DATASET EXTRACT
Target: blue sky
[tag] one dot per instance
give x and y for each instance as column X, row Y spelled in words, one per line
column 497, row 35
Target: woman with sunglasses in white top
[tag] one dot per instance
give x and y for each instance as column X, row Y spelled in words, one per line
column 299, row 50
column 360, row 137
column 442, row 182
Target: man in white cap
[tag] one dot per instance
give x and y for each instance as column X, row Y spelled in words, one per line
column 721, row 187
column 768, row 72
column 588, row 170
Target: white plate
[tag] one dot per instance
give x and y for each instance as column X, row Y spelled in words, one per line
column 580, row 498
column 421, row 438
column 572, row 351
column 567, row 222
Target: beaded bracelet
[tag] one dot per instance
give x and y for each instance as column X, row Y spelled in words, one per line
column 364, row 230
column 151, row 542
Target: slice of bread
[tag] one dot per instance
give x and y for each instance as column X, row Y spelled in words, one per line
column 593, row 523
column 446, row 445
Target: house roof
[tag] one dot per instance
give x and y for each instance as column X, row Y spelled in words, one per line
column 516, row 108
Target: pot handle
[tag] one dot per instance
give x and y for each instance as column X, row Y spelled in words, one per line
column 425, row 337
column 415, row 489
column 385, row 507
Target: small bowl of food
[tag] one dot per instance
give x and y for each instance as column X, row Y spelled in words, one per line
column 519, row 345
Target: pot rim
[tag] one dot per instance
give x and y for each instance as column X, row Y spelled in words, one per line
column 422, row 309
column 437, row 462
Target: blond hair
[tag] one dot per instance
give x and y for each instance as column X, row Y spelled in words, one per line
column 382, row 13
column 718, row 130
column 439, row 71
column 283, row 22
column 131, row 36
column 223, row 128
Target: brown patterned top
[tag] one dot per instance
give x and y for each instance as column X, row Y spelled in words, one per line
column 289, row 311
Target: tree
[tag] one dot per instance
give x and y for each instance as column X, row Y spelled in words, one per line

DIRECTIONS FOR THIS TASK
Reproduce the items word for word, from their first line through the line holding "column 516, row 108", inclusive.

RESULT OF THIS TASK
Target: blue sky
[tag] one dot per instance
give x and y for each instance as column X, row Y spelled in words, one per line
column 497, row 35
Target: woman with sunglasses in white top
[tag] one dot per instance
give x and y for each instance as column X, row Y spelled in words, one per line
column 299, row 50
column 360, row 137
column 442, row 182
Target: man in white cap
[tag] one dot per instance
give x and y for each instance as column X, row Y spelled in words, one per line
column 721, row 187
column 768, row 72
column 588, row 170
Target: white plate
[tag] one dot per instance
give x and y for each instance as column X, row Y spelled in words, one per line
column 580, row 498
column 421, row 438
column 572, row 351
column 567, row 222
Target: beaded bracelet
[tag] one dot per instance
give x and y for each instance as column X, row Y spelled in words, one per line
column 364, row 230
column 151, row 542
Target: slice of bread
[tag] one dot per instance
give x and y for each instance as column X, row Y spelled in words, one per line
column 593, row 523
column 446, row 445
Target: house roof
[tag] one dot per instance
give x and y for each instance as column X, row Y spelled in words, one per line
column 516, row 108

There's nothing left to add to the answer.